▸ Tasks for this exercise
1: Decide whether each statement below agrees with the passage on mercury in fish. Answer yes or no for each, quoting the deciding words of the passage.
(a) Larger fish are generally riskier to eat than smaller ones.
(b) Mercury comes only from human industrial activity.
(c) Up to 20 percent of American women of childbearing age carry enough mercury to put their developing children at increased risk.
2: Continue the passage on mercury in fish, starting after its final sentence.

▸ Passage provided
-----

Once mercury gets into the marine food chain, mostly from human industrial sources such as coal-fired electricity generation, smelting and the incineration of waste, it “bioaccumulates” in the larger ocean predators. That’s why larger fish -- like the bluefin tuna pictured here -- are generally riskier to eat than smaller ones. Image: iStock/Thinkstock
Dear EarthTalk: I know that large fish contain a lot of mercury, but where does it come from? And what are we doing to prevent this contamination?
-- Alison Bronner, Atlanta, GA
Mercury in the fish we like to eat is a big problem in the United States and increasingly around the world. Mercury itself is a naturally occurring element that is present throughout the environment and in plants and animals. But human industrial activity (such as coal-fired electricity generation, smelting and the incineration of waste) ratchets up the amount of airborne mercury which eventually finds its way into lakes, rivers and the ocean, where it is gobbled up by unsuspecting fish and other marine life.
Once this mercury gets into the marine food chain, it “bioaccumulates” in the larger predators. That’s why larger fish are generally riskier to eat than smaller ones. Those of us who eat too much mercury-laden fish can suffer from a range of health maladies including reproductive troubles and nervous system disorders. The U.S. Environmental Protection Agency (EPA) reports that human fetuses exposed to mercury before birth “may be at an increased risk of poor performance on neurobehavioral tasks, such as those measuring attention, fine motor function, language skills, visual-spatial abilities and verbal memory.” Up to 10 percent of American women of childbearing age carry enough mercury in their bloodstreams to put their developing children at increased risk for developmental problems.

-----

▸ Given records
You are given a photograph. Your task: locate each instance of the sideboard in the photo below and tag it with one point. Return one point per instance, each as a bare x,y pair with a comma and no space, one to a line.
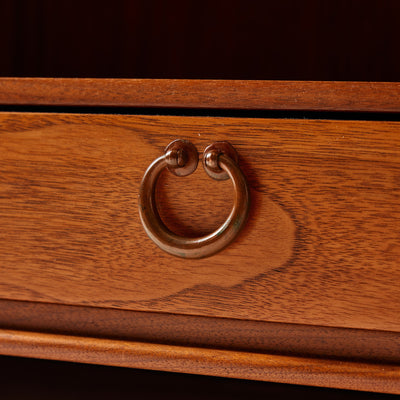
309,291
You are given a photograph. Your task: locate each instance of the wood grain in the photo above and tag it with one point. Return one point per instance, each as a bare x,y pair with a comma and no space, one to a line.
212,94
194,331
383,378
321,246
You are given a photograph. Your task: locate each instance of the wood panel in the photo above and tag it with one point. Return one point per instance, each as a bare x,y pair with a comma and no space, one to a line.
194,331
321,246
383,378
49,380
213,94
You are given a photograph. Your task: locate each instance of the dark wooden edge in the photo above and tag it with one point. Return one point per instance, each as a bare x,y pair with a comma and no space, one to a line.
214,362
206,94
203,332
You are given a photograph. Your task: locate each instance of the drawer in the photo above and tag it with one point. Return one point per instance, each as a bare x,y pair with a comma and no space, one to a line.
321,246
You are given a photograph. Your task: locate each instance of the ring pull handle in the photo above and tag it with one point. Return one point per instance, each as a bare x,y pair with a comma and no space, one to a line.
181,158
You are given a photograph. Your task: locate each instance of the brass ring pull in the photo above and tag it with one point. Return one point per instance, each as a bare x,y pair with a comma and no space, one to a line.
181,158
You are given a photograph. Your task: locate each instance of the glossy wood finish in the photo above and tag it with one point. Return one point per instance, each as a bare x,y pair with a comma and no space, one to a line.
321,245
213,94
189,330
49,380
383,378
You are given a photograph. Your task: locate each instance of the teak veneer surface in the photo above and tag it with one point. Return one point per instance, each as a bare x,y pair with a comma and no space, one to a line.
321,246
186,93
203,332
295,370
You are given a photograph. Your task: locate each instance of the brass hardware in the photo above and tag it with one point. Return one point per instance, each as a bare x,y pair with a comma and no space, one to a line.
181,158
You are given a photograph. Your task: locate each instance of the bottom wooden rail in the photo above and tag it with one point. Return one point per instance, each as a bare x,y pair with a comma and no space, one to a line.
383,378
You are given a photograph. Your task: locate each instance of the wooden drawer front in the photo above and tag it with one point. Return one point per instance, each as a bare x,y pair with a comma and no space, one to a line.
321,247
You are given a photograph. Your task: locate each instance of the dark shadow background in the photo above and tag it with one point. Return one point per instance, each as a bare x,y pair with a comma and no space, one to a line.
252,39
29,379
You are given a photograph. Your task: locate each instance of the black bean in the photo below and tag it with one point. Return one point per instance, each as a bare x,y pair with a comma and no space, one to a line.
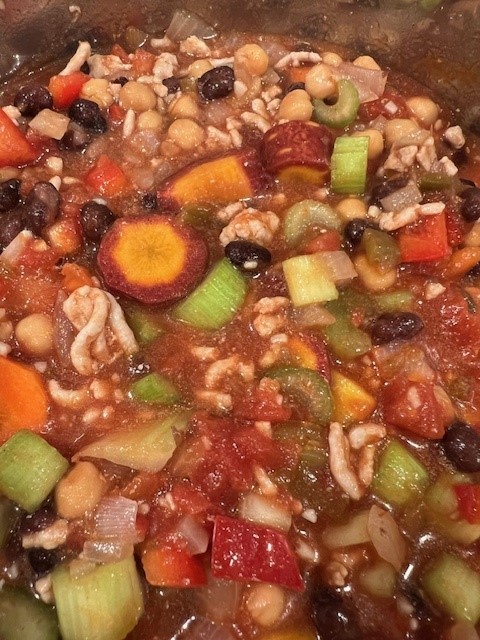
95,218
248,256
461,444
87,114
391,326
470,208
9,195
216,83
32,98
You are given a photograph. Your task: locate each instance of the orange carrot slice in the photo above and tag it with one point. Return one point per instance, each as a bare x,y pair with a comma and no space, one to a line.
152,258
23,400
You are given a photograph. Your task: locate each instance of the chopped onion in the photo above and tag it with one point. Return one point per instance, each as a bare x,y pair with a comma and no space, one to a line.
194,534
386,537
185,24
116,518
265,511
408,195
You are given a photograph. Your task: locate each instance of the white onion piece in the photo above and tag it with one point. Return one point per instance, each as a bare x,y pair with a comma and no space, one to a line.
408,195
195,536
185,24
265,511
386,537
116,518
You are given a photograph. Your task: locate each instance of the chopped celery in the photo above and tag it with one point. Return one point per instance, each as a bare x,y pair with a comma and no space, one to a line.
29,469
345,109
308,389
145,448
302,216
104,603
23,617
155,388
308,280
400,477
381,250
454,587
216,300
349,164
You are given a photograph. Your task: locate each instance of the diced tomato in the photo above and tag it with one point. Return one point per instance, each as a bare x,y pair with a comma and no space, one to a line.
172,567
106,177
243,551
426,240
468,498
66,89
413,406
15,149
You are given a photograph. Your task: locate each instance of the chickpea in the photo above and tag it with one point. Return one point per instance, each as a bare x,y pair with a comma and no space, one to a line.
34,334
149,120
351,208
252,58
185,133
98,90
296,105
424,109
319,81
375,142
137,96
79,491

-----

▸ Per-task answers
1:
(a) Yes: "That’s why larger fish are generally riskier to eat than smaller ones."
(b) No: "Mercury itself is a naturally occurring element that is present throughout the environment and in plants and animals."
(c) No: "Up to 10 percent of American women of childbearing age carry enough mercury in their bloodstreams to put their developing children at increased risk for developmental problems."

2:
In partnership with the U.S. Food and Drug Administration, the EPA issues determinations periodically in regard to how much mercury is safe for consumers to ingest from eating fish. State and tribal environmental authorities and/or health departments issue fish consumption advisories for water bodies in their respective jurisdictions based on federal guidelines. The EPA consolidates these local and regional advisories on its website, where concerned consumers and fisher folk can click on a map of the states to find out which advisories may be in effect in their area.
As for which fish to avoid, the non-profit Environmental Defense Fund (EDF), which runs the handy Seafood Selector website, reports that people with mercury concerns should steer clear of bluefin tuna, walleye, king mackerel and marlin. Bluefish, shark, swordfish, wild sturgeon, opah and bigeye tuna carry a proportionately large mercury burden as well. Also of concern, but to a slightly lesser extent, are orange roughy, Chilean sea bass, blue crab, lingcod, Spanish mackerel, spotted seatrout, wahoo, grouper, snapper, halibut, tile fish, rock fish and sable fish, as well as blackfin, albacore and yellowfin tuna.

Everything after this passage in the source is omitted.